| Things to do |
• a. In the email exchange about old-style Chinese characters, why does the writer say it is not simple to replace character shapes?
• b. Translate this sentence from the email exchange about old-style Chinese characters into Spanish: "Actually, I read japanese online newspapers, and occasionally I see "blank" characters which is for the characters not included in standard JIS encodings."
• c. Write the next part of the email exchange about old-style Chinese characters, picking up after its last sentence.

| Selected excerpt |
════════
These are complex issues widely discussed for years and maybe
there's no universal solution...

> From:    Jim Blandy <jimb@red-bean.com>
>
> Could you tell me more about the circumstances in which people want to
> use old-style characters?

Mostly names of person or place.  And in literature some writers prefer
old ones.  Since each Chinese character has its own meanings, and even
the parts included in Chinese character have meanings, it's not so simple
to replace shapes.

> From:    kwright@tiac.net (Keith Wright)
> 
> I think this means that you can use a fixed width 16 bit
> representation for most daily correspondence, but you will still need
> escape codes and special purpose fonts for ancient Chinese, for the
> artist formerly known as Prince, and for logos and other graphics that
> are embeded in text.

Right.  Actually, I read japanese online newspapers, and occasionally
I see "blank" characters which is for the characters not included
in standard JIS encodings.  It's always names of person or place.
════════
| Dataset extract |
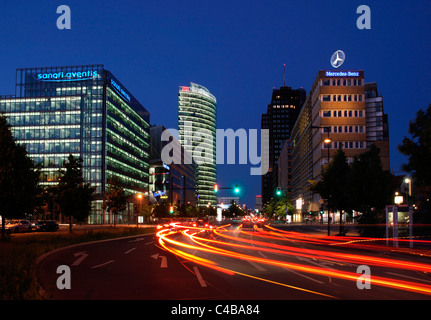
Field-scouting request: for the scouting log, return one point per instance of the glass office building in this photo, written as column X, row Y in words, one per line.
column 197, row 114
column 84, row 111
════════
| Answers |
• a. Each Chinese character has its own meanings, and even the parts within a character have meanings.

• b. De hecho, leo periódicos japoneses en línea y de vez en cuando veo caracteres "en blanco", que corresponden a los caracteres no incluidos en las codificaciones JIS estándar.

• c.
> From:    Ulrich Drepper <drepper@ipd.info.uni-karlsruhe.de>
> 
> You should probably take a look at the rules of the Unicode committee
> to make the Han unification (sorry, I should better say CJK
> unification :-).  Many Japanese didn't excepted this unification and
> one prominent professor (I forgot his name, he was a big name on the
> Tron project) used his position to fight against Unicode.

Is he Mr. Ken Sakamura?
Anyway, I need to survey more to contribute to this discussion.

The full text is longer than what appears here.